DIRECTIVE: Output every line of the data below as a JSON list of strings, with one string per line and blank lines left out.

Annotation data
☆ ☆ ☆

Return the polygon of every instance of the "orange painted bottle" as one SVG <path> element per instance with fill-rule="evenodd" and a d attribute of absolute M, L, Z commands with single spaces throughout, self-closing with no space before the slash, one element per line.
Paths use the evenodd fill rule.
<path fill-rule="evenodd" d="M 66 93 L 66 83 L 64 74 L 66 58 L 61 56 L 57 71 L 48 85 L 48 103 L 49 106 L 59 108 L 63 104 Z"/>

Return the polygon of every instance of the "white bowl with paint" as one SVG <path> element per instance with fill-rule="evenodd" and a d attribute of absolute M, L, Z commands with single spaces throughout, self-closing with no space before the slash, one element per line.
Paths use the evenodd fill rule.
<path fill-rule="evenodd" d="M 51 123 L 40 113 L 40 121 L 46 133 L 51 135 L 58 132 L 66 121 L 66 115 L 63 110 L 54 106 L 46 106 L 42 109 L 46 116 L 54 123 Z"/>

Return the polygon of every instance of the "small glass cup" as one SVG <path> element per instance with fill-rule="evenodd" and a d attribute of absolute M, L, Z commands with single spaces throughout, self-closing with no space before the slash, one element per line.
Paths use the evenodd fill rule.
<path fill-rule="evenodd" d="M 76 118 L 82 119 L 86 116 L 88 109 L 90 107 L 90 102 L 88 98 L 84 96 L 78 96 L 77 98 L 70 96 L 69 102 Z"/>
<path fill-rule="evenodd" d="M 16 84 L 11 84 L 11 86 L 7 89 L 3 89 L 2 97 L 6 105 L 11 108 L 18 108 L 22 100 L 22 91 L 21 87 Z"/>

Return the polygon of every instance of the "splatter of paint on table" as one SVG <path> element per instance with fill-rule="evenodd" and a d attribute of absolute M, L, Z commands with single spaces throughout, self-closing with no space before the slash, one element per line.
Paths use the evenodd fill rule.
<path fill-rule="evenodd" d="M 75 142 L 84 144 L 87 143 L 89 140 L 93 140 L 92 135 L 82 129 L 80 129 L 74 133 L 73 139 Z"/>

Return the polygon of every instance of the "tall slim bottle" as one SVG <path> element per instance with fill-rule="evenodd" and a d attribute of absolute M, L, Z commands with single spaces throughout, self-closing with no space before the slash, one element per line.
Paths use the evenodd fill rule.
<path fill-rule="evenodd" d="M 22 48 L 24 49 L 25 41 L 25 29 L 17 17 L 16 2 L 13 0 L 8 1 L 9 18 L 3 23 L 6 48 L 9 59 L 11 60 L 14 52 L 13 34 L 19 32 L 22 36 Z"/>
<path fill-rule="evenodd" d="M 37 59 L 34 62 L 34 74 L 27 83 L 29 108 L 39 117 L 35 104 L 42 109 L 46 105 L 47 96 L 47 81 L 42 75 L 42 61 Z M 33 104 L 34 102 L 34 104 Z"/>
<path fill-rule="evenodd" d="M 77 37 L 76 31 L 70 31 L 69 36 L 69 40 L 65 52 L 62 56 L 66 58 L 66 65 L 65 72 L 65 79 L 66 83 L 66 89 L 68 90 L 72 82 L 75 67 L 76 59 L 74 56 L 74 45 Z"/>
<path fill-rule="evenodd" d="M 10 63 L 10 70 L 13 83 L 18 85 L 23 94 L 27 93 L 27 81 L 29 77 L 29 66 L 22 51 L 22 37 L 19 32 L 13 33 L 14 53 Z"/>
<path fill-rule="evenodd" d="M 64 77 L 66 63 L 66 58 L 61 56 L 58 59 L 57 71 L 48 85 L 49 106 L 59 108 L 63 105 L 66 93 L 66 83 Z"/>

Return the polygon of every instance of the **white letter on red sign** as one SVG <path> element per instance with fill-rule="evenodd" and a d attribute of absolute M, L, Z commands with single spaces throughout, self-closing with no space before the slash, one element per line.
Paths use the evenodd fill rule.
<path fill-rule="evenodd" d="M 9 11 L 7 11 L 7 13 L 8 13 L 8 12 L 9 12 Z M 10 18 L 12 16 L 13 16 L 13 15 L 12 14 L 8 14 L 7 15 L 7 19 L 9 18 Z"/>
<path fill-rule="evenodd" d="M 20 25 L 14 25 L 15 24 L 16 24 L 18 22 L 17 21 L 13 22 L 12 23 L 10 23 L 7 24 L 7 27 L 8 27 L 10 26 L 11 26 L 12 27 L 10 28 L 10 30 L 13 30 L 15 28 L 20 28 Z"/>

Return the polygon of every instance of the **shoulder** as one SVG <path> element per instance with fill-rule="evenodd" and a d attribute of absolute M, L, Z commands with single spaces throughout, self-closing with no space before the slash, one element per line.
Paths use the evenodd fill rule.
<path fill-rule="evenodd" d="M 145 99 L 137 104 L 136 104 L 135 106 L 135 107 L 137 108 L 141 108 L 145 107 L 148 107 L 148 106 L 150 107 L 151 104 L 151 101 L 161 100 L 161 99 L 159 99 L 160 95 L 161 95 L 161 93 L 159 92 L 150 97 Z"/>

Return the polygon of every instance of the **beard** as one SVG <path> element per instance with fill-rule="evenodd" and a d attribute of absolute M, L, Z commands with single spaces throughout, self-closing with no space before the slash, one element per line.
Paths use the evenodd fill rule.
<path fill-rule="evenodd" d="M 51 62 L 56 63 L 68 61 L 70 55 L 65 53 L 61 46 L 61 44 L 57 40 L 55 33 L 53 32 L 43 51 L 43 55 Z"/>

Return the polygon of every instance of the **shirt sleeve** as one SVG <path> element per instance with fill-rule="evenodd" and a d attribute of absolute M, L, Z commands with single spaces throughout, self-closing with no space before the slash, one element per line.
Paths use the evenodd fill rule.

☆ ☆ ☆

ANSWER TO THE PROBLEM:
[
  "Return the polygon of every instance of the \"orange painted bottle\" as one SVG <path> element per instance with fill-rule=\"evenodd\" and a d attribute of absolute M, L, Z commands with single spaces throughout, self-closing with no space before the slash, one element per line.",
  "Paths use the evenodd fill rule.",
  "<path fill-rule=\"evenodd\" d=\"M 66 93 L 66 83 L 64 74 L 66 58 L 61 56 L 57 71 L 48 85 L 48 103 L 49 106 L 59 108 L 63 104 Z\"/>",
  "Return the polygon of every instance of the \"white bowl with paint\" as one SVG <path> element per instance with fill-rule=\"evenodd\" and a d attribute of absolute M, L, Z commands with single spaces throughout, self-closing with no space before the slash, one element per line.",
  "Paths use the evenodd fill rule.",
  "<path fill-rule=\"evenodd\" d=\"M 51 123 L 40 113 L 40 121 L 46 133 L 51 135 L 58 132 L 66 121 L 66 115 L 63 110 L 54 106 L 46 106 L 42 109 L 46 116 L 54 123 Z\"/>",
  "Return the polygon of every instance of the \"small glass cup\" as one SVG <path> element per instance with fill-rule=\"evenodd\" and a d attribute of absolute M, L, Z commands with single spaces throughout, self-closing with no space before the slash, one element per line.",
  "Paths use the evenodd fill rule.",
  "<path fill-rule=\"evenodd\" d=\"M 76 118 L 82 119 L 86 116 L 88 109 L 90 107 L 90 102 L 88 98 L 84 96 L 78 96 L 77 98 L 70 96 L 69 102 Z\"/>",
  "<path fill-rule=\"evenodd\" d=\"M 16 84 L 11 84 L 11 86 L 7 89 L 3 89 L 2 97 L 6 105 L 11 108 L 18 108 L 22 100 L 22 91 L 21 87 Z\"/>",
  "Return the polygon of every instance of the \"splatter of paint on table\" as one SVG <path> element per instance with fill-rule=\"evenodd\" and a d attribute of absolute M, L, Z commands with single spaces throughout, self-closing with no space before the slash, one element per line.",
  "Paths use the evenodd fill rule.",
  "<path fill-rule=\"evenodd\" d=\"M 75 142 L 84 144 L 87 143 L 89 140 L 93 140 L 92 135 L 82 129 L 80 129 L 74 133 L 73 139 Z\"/>",
  "Return the polygon of every instance of the \"tall slim bottle\" as one SVG <path> element per instance with fill-rule=\"evenodd\" and a d attribute of absolute M, L, Z commands with single spaces throughout, self-closing with no space before the slash, one element per line.",
  "Paths use the evenodd fill rule.",
  "<path fill-rule=\"evenodd\" d=\"M 22 48 L 24 49 L 25 41 L 25 29 L 17 17 L 16 2 L 13 0 L 8 1 L 9 18 L 3 23 L 6 48 L 9 59 L 11 60 L 14 52 L 13 34 L 19 32 L 22 36 Z\"/>",
  "<path fill-rule=\"evenodd\" d=\"M 37 59 L 34 62 L 34 74 L 27 83 L 29 108 L 39 117 L 35 104 L 42 109 L 46 105 L 47 96 L 47 81 L 42 75 L 42 61 Z M 33 104 L 34 102 L 34 104 Z\"/>",
  "<path fill-rule=\"evenodd\" d=\"M 77 37 L 76 31 L 70 31 L 69 36 L 69 40 L 65 52 L 62 56 L 66 58 L 66 65 L 65 72 L 65 79 L 66 83 L 66 89 L 68 90 L 72 82 L 75 67 L 76 59 L 74 56 L 74 45 Z\"/>",
  "<path fill-rule=\"evenodd\" d=\"M 10 63 L 10 70 L 13 83 L 18 85 L 23 94 L 27 93 L 27 81 L 29 77 L 29 66 L 22 51 L 22 37 L 19 32 L 13 33 L 14 53 Z\"/>",
  "<path fill-rule=\"evenodd\" d=\"M 64 77 L 66 63 L 66 58 L 61 56 L 58 59 L 57 71 L 48 85 L 49 106 L 59 108 L 63 105 L 66 93 L 66 83 Z\"/>",
  "Return the polygon of every instance of the **white letter on red sign** as one SVG <path> element per instance with fill-rule=\"evenodd\" and a d attribute of absolute M, L, Z commands with single spaces throughout, self-closing with no space before the slash, one element per line.",
  "Paths use the evenodd fill rule.",
  "<path fill-rule=\"evenodd\" d=\"M 9 11 L 7 11 L 7 13 L 8 13 L 8 12 L 9 12 Z M 10 18 L 12 16 L 13 16 L 13 15 L 12 14 L 8 14 L 7 15 L 7 19 L 9 18 Z\"/>",
  "<path fill-rule=\"evenodd\" d=\"M 20 25 L 14 25 L 15 24 L 16 24 L 18 22 L 17 21 L 13 22 L 12 23 L 10 23 L 7 24 L 7 27 L 8 27 L 10 26 L 11 26 L 12 27 L 10 28 L 10 30 L 13 30 L 15 28 L 20 28 Z\"/>",
  "Return the polygon of every instance of the **shoulder** as one SVG <path> element per instance with fill-rule=\"evenodd\" and a d attribute of absolute M, L, Z commands with single spaces throughout, self-closing with no space before the slash, one element per line.",
  "Paths use the evenodd fill rule.",
  "<path fill-rule=\"evenodd\" d=\"M 145 99 L 137 104 L 136 104 L 135 106 L 135 107 L 137 108 L 141 108 L 145 107 L 148 107 L 148 106 L 150 107 L 151 104 L 151 101 L 161 100 L 161 99 L 159 99 L 160 95 L 161 95 L 161 93 L 159 92 L 150 97 Z\"/>",
  "Return the polygon of every instance of the **beard** as one SVG <path> element per instance with fill-rule=\"evenodd\" and a d attribute of absolute M, L, Z commands with single spaces throughout, self-closing with no space before the slash, one element per line.",
  "Paths use the evenodd fill rule.",
  "<path fill-rule=\"evenodd\" d=\"M 51 62 L 56 63 L 68 61 L 70 55 L 65 53 L 61 46 L 61 44 L 57 40 L 55 33 L 53 32 L 43 51 L 43 55 Z\"/>",
  "Return the polygon of every instance of the **shirt sleeve** as one SVG <path> element per instance with fill-rule=\"evenodd\" and a d attribute of absolute M, L, Z commands with single spaces throughout, self-closing with no space before the slash, one element per line.",
  "Paths use the evenodd fill rule."
]